▸ **What you will do**:
Your reply is to be the lines below, exactly as written, with images omitted.

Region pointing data
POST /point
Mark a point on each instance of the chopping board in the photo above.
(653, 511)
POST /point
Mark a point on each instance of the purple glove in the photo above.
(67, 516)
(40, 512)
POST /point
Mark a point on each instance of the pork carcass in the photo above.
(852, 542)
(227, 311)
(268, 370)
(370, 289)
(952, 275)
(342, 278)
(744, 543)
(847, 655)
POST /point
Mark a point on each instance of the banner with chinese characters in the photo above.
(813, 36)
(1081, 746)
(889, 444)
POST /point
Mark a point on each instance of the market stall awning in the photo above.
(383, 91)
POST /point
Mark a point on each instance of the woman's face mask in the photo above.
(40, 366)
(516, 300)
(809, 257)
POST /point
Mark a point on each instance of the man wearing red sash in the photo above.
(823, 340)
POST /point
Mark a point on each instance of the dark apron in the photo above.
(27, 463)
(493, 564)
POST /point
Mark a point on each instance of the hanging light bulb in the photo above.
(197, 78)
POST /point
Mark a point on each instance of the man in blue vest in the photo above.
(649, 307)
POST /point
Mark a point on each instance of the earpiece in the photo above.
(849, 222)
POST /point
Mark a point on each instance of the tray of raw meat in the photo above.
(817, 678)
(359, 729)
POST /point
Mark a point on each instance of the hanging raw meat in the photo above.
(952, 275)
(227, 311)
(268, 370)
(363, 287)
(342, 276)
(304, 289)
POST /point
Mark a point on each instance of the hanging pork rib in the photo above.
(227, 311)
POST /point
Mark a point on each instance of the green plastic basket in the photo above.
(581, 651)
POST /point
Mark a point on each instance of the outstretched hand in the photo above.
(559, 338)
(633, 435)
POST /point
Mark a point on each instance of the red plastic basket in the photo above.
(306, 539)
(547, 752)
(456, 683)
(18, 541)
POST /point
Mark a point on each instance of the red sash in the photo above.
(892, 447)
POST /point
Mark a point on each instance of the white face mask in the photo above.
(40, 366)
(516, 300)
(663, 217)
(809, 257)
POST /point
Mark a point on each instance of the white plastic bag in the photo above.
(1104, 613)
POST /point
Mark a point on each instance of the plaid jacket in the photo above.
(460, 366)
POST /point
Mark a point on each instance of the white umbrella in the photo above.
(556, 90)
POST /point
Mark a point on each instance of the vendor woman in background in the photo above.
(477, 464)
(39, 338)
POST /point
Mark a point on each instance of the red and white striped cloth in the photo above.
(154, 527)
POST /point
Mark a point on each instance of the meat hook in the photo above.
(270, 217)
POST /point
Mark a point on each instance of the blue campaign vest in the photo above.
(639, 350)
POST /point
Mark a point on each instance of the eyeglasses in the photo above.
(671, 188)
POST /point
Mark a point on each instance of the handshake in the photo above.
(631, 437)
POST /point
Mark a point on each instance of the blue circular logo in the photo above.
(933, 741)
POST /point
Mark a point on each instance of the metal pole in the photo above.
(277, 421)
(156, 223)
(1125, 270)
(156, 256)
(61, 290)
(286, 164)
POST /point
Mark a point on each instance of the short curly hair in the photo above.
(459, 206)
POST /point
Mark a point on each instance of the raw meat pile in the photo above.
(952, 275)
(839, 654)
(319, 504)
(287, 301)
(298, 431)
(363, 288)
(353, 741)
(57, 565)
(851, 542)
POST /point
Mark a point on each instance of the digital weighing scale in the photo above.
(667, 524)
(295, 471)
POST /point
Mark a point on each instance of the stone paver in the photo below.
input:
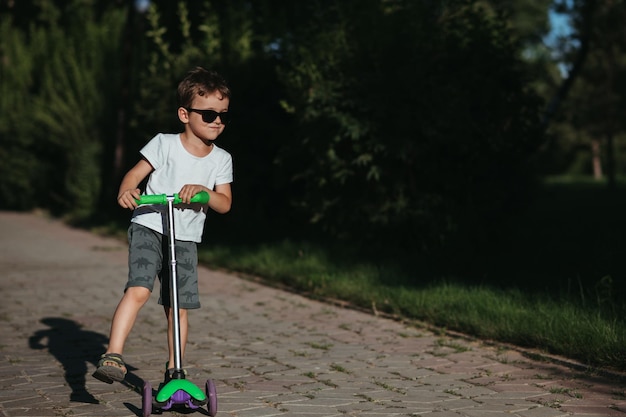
(269, 352)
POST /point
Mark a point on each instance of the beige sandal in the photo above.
(111, 368)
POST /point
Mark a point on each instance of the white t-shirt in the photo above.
(173, 168)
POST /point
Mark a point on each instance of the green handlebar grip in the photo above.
(202, 197)
(152, 199)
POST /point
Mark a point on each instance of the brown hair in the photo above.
(200, 81)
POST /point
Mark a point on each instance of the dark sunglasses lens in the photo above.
(209, 116)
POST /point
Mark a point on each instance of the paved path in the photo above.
(270, 353)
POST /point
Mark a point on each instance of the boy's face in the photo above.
(203, 118)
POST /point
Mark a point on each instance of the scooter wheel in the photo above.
(211, 394)
(146, 399)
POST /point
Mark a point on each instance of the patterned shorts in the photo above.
(148, 257)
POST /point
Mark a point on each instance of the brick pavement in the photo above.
(269, 352)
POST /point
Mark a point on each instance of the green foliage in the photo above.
(16, 159)
(63, 69)
(413, 120)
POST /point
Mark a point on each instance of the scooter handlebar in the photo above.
(202, 197)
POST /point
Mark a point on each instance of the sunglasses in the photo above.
(209, 116)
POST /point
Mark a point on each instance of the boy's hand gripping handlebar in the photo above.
(202, 197)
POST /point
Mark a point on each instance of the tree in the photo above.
(413, 118)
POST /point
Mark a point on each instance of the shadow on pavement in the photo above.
(74, 347)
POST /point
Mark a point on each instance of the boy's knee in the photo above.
(137, 294)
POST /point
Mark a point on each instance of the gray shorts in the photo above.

▸ **Output below**:
POST /point
Mark a point on each instance of the chopping board in the photo above.
(653, 511)
POST /point
Mark a point on each instance of the purple glove in the photo above.
(67, 516)
(40, 512)
POST /point
Mark a point on each instance of the pork carcass in the photo above.
(852, 542)
(227, 311)
(268, 370)
(370, 289)
(952, 275)
(342, 278)
(744, 543)
(847, 655)
POST /point
Mark a point on each instance of the banner with chinese characters in the photo above.
(813, 36)
(1081, 746)
(889, 444)
POST /point
Mark a point on each instance of the market stall awning in the photo above.
(383, 91)
POST /point
Mark a point on each instance of the woman's face mask in the photo above.
(40, 366)
(516, 300)
(809, 257)
POST /point
Mark a point on each instance of the man wearing red sash in the photo above.
(823, 340)
POST /point
Mark a point on each instance of the dark apron in the photo above.
(27, 463)
(493, 564)
POST /point
Mark a point on each instance of the hanging light bulb in the photo above.
(197, 78)
POST /point
Mark a point on each instance of the man in blue vest in the photo above.
(649, 307)
POST /point
Mark a point on each instance of the earpiece in the photo above.
(849, 222)
POST /point
Mark a point on each instance of the tray of raw meat in the photo above.
(817, 678)
(359, 729)
POST /point
Mark a point on each instance of the hanging raw meat in the photo above.
(952, 275)
(227, 311)
(268, 370)
(363, 287)
(342, 276)
(304, 289)
POST /point
Mark a point on each instance of the hanging pork rib in the photo above.
(227, 311)
POST /point
Mark a point on each instance of the green plastic basket in the photo above.
(581, 651)
POST /point
Mark a point on each instance of the outstretched hand in the photo above.
(559, 338)
(633, 435)
POST /point
Mark a point on each instance of the red plastic basket in the photo above.
(306, 539)
(547, 752)
(456, 683)
(18, 541)
POST /point
Mark a point on each instance of the red sash in the photo above.
(892, 447)
POST /point
Mark a point on each instance of the white face mask in the photo above.
(40, 366)
(516, 300)
(663, 217)
(809, 257)
POST /point
Mark a point on each instance of the white plastic bag in the photo above.
(1104, 613)
POST /point
Mark a point on each instance of the plaid jacket in the photo above.
(460, 366)
POST /point
Mark a point on each instance of the white umbrella in the photo above.
(556, 90)
POST /point
Mark a point on each instance of the vendor woman in background in the photo above.
(477, 464)
(39, 338)
POST /point
Mark a point on each instance of the red and white striped cloth in the photo above.
(154, 527)
POST /point
Mark a point on each instance of the meat hook in the photo above.
(270, 217)
POST /point
Mark a point on each instance of the blue campaign vest in the photo above.
(639, 350)
POST /point
Mark a point on each instance of the eyeglasses in the photo above.
(671, 188)
POST /point
Mark a point on each instance of the handshake in the photo above.
(631, 437)
POST /point
Mark a point on each instance of the blue circular logo in the photo above.
(933, 741)
POST /point
Mark a point on each instance of the metal pole in the photo above.
(277, 421)
(156, 223)
(1125, 270)
(156, 256)
(61, 290)
(286, 164)
POST /point
Mark a point on each instance of the short curly hair in the photo above.
(459, 206)
POST /point
Mark a point on each instance of the raw meat pile in the photo above.
(952, 275)
(839, 654)
(319, 504)
(287, 301)
(298, 431)
(363, 288)
(353, 741)
(57, 565)
(851, 542)
POST /point
Mark a point on each instance of the digital weighing scale in the photo above.
(667, 524)
(295, 471)
POST /point
Mark a point on each instance of the stone paver in the photo below.
input:
(269, 352)
POST /point
Mark a point on each instance of the beige sandal in the photo above.
(111, 368)
POST /point
Mark a point on each instance of the white t-shirt in the photo above.
(173, 168)
POST /point
Mark a point on each instance of the green handlebar grip in the photo above.
(202, 197)
(152, 199)
POST /point
Mark a point on each instance of the brown hair in the photo above.
(200, 81)
POST /point
Mark a point on each instance of the dark sunglasses lens in the photo above.
(209, 116)
POST /point
Mark a point on each instance of the paved path in the photo above.
(270, 353)
POST /point
Mark a point on each instance of the boy's face in the photo above.
(203, 118)
POST /point
Mark a point on each instance of the scooter wheel in the photo above.
(211, 394)
(146, 399)
POST /point
Mark a point on each instance of the patterned shorts in the photo above.
(148, 257)
POST /point
Mark a point on each instance of the brick pavement in the photo above.
(269, 352)
POST /point
Mark a point on each instance of the green foliage in the photo above.
(16, 159)
(63, 69)
(413, 120)
POST /point
Mark a point on each instance of the scooter handlebar in the photo above.
(202, 197)
POST /point
Mark a point on each instance of the sunglasses in the photo above.
(209, 116)
POST /point
Mark a point on each instance of the boy's hand gripping handlebar in the photo above.
(202, 197)
POST /point
Mark a point on each instance of the tree in the photo above.
(413, 118)
POST /point
Mark a point on each instance of the shadow on pavement in the photo above.
(74, 347)
POST /point
Mark a point on each instance of the boy's knee in the photo above.
(137, 294)
POST /point
Mark a point on each instance of the gray shorts in the photo above.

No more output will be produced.